Required action
Output should begin at the line holding "Question. For every instance of the bare tree" and end at the last line of the entries; print those lines verbatim and no others.
___ Record excerpts
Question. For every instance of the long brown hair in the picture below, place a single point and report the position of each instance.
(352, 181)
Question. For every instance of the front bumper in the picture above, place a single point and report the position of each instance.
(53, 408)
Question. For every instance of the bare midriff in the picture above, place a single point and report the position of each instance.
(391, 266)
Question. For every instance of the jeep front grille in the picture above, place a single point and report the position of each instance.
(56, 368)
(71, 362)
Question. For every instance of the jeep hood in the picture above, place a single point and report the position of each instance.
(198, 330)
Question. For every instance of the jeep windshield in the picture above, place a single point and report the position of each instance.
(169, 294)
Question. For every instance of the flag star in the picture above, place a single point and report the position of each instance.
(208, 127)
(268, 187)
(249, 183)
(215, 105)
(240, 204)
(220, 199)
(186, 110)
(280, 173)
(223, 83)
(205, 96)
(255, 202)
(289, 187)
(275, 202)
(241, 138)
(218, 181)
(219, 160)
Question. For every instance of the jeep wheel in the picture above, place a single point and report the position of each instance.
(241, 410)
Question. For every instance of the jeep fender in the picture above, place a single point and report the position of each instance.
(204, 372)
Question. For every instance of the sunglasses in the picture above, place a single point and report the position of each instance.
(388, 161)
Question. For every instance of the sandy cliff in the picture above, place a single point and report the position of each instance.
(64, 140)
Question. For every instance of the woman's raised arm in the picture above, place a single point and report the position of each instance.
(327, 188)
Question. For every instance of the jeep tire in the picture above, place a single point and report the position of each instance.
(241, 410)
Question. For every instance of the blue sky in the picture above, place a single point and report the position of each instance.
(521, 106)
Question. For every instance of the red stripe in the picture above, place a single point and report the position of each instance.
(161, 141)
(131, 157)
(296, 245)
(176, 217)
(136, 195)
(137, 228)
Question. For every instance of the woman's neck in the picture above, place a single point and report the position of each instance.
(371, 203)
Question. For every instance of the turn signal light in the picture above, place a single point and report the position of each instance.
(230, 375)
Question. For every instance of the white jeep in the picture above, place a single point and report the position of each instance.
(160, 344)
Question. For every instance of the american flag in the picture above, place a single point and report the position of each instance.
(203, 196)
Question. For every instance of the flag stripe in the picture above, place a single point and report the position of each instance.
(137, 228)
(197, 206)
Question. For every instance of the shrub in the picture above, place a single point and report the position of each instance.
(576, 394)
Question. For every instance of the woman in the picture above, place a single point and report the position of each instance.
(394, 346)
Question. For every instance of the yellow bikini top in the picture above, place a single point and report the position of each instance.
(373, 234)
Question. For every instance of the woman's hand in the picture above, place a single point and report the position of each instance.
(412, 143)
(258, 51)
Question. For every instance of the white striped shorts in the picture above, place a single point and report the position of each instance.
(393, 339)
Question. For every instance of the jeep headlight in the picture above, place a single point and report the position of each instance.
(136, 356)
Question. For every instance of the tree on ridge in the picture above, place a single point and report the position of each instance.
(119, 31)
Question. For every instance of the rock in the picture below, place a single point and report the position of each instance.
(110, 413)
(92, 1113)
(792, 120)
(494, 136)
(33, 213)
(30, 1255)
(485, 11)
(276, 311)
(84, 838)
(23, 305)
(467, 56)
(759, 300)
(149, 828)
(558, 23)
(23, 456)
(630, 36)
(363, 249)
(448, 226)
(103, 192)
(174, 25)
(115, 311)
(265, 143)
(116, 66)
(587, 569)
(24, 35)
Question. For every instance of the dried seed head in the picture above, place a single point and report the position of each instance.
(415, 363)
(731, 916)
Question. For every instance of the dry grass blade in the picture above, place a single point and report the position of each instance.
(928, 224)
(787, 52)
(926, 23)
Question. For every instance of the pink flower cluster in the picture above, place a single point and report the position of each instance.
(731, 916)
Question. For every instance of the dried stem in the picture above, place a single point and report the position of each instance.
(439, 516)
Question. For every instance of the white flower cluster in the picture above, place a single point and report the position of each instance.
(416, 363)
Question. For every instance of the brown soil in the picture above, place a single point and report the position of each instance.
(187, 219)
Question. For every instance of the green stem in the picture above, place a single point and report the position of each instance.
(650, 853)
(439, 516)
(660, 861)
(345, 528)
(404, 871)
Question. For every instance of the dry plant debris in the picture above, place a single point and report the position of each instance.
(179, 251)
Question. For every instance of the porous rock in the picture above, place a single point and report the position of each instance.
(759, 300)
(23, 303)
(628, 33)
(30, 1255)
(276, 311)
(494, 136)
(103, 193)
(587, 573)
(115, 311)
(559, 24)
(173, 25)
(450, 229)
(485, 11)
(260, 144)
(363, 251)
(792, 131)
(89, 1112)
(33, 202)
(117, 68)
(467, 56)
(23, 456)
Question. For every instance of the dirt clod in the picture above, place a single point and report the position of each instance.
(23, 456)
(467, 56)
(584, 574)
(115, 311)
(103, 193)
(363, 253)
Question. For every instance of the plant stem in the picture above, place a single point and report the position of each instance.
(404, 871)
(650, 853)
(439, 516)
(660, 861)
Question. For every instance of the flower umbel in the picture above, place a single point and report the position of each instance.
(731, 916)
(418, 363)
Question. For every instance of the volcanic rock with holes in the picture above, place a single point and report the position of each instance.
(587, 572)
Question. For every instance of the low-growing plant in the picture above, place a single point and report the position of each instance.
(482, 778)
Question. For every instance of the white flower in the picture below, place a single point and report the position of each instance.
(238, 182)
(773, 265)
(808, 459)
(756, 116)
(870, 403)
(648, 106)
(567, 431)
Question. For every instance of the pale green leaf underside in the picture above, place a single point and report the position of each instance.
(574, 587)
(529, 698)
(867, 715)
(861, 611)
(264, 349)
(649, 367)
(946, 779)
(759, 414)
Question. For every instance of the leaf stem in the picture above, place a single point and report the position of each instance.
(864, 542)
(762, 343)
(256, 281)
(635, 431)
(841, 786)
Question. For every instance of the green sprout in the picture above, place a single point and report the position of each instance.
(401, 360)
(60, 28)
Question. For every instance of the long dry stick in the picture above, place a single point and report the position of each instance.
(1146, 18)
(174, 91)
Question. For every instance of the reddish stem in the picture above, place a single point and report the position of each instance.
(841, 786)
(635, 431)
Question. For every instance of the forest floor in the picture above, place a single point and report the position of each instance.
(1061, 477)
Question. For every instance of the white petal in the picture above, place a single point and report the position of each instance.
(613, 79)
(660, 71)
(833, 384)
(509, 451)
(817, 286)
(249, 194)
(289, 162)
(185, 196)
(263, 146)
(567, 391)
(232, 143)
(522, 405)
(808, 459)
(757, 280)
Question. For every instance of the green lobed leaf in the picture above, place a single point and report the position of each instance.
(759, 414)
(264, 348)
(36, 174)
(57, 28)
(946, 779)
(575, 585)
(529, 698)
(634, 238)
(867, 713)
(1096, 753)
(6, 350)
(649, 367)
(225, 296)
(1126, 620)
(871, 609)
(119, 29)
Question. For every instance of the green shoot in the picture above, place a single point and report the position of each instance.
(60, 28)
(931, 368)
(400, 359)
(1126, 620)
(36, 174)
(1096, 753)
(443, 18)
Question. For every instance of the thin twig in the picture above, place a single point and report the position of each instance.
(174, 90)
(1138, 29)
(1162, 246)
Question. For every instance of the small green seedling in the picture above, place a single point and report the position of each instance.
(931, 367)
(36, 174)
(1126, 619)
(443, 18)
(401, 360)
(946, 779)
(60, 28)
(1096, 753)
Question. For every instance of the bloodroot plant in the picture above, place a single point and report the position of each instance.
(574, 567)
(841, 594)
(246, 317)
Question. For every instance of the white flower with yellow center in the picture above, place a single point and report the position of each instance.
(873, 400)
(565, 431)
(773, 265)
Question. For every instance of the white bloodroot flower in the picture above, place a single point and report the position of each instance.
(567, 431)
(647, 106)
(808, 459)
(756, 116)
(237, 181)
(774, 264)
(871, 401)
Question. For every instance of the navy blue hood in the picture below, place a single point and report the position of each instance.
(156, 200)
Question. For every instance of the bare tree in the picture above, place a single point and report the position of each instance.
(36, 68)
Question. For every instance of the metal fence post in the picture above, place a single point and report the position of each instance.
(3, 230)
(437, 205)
______
Result
Question. For every instance of the bare tree in the picture above, place a single point and report the position of each instance.
(36, 68)
Question. For every instance of the metal fence post in the picture above, place a single point and report the position of each instance.
(3, 230)
(437, 205)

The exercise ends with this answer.